**Required task:** Can you reproduce the data from the line with "The client would like the electronic" to the line with "[249,260,284,359]", keeping the request lines, and adjust every bounding box coordinate by -5?

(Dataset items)
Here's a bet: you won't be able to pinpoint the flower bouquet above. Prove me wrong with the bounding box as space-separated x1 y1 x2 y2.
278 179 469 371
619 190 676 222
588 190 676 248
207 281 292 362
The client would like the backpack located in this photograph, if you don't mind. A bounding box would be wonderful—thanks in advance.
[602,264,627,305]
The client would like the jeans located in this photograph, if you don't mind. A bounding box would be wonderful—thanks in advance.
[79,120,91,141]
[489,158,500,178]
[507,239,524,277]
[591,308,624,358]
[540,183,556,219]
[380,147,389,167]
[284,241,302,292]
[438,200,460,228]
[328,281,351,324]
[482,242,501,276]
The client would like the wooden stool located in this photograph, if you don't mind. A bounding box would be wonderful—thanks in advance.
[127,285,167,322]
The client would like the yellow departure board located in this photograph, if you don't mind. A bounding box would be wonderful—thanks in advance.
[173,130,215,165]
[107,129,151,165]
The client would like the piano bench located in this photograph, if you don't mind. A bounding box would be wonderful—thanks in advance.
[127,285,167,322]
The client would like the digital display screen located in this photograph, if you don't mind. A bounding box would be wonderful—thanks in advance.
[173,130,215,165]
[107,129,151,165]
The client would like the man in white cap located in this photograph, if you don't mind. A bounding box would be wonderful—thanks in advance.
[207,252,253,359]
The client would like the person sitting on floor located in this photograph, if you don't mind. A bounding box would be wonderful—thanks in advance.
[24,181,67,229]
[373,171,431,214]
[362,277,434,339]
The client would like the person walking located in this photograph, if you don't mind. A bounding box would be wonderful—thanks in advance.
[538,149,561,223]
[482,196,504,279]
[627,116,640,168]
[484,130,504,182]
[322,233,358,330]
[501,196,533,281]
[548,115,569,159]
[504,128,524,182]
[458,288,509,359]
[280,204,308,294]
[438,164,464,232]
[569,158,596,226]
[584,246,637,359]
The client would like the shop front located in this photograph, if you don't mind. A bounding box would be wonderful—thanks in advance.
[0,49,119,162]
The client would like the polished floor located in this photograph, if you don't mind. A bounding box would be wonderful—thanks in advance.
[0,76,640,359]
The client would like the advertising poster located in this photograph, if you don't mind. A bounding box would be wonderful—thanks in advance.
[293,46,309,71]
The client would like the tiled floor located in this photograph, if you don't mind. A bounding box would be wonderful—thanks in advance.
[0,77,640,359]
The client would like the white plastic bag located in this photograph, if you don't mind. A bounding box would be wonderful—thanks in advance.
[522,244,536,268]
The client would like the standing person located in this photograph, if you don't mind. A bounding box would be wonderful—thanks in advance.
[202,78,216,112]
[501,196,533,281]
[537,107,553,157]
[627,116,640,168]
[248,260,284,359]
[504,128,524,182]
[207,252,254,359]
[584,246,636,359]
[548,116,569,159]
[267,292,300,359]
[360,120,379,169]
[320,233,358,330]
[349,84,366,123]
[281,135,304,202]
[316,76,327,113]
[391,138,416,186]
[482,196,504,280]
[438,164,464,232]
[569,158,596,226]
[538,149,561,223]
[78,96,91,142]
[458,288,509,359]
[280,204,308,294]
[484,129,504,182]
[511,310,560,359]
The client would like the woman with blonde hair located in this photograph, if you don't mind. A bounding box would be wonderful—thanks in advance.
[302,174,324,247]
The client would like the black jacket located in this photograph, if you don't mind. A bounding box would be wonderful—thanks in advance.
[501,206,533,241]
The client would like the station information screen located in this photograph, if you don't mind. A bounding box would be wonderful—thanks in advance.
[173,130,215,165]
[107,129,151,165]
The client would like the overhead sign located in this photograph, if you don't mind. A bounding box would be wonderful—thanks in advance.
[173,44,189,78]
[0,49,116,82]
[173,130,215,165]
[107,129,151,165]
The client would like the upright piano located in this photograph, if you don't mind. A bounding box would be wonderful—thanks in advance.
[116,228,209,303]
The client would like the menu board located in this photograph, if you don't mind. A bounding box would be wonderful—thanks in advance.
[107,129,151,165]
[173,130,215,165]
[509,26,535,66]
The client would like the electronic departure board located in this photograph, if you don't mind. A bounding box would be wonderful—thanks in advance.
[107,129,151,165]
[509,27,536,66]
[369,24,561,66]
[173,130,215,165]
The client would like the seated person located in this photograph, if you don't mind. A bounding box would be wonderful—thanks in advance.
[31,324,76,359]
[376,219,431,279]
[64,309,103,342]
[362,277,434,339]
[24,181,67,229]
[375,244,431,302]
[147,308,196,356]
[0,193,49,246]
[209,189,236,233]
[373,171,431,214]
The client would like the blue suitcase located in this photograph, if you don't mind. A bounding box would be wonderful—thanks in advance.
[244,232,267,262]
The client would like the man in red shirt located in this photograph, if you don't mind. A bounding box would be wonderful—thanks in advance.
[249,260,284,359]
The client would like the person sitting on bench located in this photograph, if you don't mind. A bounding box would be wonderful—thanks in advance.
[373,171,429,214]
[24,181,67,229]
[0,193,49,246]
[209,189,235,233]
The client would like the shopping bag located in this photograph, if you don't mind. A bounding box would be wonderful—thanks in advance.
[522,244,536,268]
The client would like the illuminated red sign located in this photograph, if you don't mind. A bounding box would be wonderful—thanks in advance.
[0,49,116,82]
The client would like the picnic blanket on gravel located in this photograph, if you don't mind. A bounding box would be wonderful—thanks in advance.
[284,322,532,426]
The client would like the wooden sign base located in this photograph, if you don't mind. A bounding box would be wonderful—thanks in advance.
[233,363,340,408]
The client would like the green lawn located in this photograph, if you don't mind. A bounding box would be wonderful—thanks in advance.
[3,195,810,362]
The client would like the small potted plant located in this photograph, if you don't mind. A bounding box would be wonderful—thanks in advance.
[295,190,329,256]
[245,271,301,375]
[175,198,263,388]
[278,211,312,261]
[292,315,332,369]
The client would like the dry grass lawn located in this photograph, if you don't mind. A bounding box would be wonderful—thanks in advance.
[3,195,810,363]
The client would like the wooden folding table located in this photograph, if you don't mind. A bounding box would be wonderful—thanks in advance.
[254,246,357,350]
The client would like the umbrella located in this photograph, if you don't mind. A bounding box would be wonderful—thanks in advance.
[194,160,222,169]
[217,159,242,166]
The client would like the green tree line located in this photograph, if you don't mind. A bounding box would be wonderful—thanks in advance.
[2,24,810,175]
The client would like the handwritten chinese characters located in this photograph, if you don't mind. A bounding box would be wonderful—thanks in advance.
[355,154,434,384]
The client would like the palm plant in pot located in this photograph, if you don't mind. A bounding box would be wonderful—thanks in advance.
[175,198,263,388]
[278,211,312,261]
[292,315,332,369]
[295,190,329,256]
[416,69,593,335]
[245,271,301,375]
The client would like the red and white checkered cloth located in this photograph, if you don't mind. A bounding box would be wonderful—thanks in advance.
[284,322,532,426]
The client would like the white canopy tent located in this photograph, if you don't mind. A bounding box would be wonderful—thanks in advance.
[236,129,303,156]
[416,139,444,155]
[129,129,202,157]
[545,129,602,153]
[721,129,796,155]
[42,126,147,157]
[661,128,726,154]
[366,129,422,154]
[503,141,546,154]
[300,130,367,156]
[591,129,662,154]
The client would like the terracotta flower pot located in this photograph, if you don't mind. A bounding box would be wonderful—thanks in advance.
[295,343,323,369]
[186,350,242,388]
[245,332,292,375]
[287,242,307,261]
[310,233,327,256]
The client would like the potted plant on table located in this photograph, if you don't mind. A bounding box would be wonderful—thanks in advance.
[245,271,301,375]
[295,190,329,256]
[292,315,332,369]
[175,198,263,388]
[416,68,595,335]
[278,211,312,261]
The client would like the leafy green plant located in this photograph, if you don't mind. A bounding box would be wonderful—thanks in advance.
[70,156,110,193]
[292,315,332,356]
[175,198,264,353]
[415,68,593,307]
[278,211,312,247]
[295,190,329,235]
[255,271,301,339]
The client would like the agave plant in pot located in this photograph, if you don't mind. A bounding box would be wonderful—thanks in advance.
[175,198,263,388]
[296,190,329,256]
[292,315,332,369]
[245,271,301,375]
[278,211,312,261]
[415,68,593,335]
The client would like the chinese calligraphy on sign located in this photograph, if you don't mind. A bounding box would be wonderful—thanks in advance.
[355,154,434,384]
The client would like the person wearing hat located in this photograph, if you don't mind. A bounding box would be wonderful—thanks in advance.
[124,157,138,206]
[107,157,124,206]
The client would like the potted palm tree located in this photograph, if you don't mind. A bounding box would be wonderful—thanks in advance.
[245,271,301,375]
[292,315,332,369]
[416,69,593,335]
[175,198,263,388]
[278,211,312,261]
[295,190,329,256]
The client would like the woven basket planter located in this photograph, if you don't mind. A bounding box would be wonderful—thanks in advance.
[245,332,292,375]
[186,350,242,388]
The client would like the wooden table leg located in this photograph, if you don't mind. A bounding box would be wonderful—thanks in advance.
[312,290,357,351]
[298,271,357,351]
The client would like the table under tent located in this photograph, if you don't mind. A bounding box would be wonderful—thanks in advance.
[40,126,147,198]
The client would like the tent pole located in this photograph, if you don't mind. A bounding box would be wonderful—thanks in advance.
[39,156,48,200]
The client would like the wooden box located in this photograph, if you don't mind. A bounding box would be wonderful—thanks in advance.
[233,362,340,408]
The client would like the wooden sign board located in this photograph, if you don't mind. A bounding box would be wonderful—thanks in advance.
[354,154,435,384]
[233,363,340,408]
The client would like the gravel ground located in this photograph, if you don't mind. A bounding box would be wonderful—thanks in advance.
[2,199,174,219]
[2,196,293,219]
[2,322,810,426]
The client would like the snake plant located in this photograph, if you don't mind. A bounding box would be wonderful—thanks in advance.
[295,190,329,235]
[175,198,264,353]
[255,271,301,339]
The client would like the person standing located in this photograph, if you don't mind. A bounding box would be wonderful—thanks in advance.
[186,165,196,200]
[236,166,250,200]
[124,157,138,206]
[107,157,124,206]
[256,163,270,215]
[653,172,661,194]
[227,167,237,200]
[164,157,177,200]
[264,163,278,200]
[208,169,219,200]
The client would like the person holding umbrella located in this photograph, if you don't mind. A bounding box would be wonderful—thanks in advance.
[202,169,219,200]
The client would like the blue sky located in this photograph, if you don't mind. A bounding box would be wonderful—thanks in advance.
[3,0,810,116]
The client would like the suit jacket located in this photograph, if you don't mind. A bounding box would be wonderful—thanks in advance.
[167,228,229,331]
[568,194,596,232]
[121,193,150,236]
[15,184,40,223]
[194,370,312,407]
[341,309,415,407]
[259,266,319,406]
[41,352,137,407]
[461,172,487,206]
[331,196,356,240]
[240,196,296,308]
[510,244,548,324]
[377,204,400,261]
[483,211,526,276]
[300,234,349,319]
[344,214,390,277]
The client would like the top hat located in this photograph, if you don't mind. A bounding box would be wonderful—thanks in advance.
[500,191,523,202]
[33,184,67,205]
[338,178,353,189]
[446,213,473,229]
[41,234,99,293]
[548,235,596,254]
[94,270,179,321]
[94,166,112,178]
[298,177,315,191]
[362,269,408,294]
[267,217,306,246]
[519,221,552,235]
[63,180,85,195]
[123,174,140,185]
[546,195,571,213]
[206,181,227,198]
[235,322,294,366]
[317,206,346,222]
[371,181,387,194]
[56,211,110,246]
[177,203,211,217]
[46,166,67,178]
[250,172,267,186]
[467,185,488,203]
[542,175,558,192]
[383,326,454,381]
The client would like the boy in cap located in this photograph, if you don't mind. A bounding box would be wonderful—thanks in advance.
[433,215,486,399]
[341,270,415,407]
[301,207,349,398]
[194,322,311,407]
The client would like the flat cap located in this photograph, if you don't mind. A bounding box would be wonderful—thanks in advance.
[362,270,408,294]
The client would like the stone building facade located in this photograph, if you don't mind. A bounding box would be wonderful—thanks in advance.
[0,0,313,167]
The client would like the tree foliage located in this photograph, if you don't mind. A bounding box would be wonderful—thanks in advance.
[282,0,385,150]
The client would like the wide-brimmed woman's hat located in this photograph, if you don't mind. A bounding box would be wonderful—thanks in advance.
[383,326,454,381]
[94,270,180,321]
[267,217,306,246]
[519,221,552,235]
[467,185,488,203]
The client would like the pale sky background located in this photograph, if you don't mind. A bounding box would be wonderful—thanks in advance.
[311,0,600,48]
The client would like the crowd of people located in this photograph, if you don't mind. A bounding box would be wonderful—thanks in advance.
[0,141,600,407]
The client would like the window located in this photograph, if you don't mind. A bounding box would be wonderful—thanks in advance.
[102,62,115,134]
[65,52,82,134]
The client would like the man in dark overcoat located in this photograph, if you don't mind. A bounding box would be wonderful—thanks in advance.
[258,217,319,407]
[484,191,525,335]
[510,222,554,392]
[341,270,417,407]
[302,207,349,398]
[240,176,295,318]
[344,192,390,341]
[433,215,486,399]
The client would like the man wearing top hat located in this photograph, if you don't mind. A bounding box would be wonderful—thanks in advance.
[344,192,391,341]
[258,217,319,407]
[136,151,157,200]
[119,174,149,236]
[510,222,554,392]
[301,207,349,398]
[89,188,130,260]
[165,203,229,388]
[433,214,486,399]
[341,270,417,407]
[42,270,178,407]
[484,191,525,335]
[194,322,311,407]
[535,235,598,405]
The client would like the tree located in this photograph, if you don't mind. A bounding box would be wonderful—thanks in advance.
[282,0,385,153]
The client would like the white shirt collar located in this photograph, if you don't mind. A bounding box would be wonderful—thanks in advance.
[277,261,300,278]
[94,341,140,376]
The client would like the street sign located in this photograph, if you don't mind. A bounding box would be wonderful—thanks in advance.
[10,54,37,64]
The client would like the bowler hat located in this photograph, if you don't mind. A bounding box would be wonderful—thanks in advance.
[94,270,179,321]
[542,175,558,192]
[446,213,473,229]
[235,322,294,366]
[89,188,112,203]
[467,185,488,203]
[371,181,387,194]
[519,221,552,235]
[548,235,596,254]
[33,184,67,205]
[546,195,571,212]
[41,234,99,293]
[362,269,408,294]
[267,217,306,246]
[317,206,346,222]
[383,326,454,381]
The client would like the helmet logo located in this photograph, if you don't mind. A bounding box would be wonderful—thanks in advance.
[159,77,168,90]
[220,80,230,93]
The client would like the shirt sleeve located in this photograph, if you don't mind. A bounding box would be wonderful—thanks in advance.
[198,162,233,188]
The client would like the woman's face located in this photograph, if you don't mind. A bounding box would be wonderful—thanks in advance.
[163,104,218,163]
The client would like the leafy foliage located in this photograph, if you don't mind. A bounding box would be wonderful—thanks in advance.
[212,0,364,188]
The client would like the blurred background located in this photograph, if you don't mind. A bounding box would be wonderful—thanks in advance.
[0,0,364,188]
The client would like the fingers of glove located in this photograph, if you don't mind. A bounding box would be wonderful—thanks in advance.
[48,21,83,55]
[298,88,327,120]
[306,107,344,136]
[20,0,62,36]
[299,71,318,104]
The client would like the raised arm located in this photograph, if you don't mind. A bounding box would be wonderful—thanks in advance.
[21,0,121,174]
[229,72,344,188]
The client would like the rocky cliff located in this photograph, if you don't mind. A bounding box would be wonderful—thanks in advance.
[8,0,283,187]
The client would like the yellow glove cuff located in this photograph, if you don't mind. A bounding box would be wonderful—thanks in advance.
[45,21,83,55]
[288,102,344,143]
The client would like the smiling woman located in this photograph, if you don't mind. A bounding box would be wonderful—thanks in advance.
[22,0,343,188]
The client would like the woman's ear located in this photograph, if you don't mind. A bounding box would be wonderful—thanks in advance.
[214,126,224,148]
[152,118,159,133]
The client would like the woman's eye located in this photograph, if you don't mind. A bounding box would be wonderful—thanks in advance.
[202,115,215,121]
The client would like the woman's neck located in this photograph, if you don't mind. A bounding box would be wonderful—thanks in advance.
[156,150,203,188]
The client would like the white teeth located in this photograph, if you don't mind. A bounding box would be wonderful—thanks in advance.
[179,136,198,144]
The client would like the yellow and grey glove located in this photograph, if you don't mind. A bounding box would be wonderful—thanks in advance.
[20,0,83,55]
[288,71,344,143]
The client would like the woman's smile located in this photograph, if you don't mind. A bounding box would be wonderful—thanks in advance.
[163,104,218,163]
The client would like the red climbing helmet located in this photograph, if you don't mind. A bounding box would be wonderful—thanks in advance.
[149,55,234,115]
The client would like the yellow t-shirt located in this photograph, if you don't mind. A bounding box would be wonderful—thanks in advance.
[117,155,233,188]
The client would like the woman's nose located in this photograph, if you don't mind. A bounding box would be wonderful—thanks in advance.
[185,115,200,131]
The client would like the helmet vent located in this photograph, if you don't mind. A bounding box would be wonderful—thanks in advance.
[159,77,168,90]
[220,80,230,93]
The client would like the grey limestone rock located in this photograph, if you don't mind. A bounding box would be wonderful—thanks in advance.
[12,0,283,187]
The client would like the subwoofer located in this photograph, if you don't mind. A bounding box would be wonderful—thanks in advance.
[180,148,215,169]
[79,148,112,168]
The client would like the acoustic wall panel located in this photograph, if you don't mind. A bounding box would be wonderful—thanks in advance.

**Exercise solution:**
The client would like the electronic departure board located in this photograph, if you don't mind. A bounding box would be wonderful—thanks in advance.
[102,124,146,160]
[504,22,531,61]
[364,19,556,61]
[168,125,210,160]
The client would like the seated person located in this photograph, if you don't mind. A bounding box would be wonderful—thanks in advance.
[26,319,71,354]
[371,214,426,274]
[59,304,98,337]
[357,272,429,334]
[19,176,62,224]
[370,239,426,297]
[142,303,191,351]
[-5,188,44,241]
[204,184,231,228]
[368,166,426,209]
The client would like the blue suitcase located in this photograph, if you don't mind. A bounding box would be wonderful—thanks in advance.
[239,227,262,257]
The client would like the man in red shirt located in this photograph, if you don't mind. A bounding box would be wonderful—thanks in advance.
[244,255,279,354]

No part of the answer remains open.